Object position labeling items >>
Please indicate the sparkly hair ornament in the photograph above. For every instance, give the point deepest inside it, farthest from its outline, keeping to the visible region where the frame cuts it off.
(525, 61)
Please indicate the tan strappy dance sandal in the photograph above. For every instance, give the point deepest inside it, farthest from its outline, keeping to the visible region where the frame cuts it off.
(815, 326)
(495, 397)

What is asked >>
Print the lines of the items above again without changing anything.

Exercise answer >>
Please indicate the sparkly hair ornament in the photograph above. For every instance, give the point deepest inside it, farthest from its outline, keeping to the visible region where the frame cuts it off.
(525, 61)
Please indicate the tan strappy dance sandal in the photograph above. For every instance, give the point deepest inside it, farthest from its outline, keeping to the visible region where the frame cuts it off.
(815, 326)
(495, 397)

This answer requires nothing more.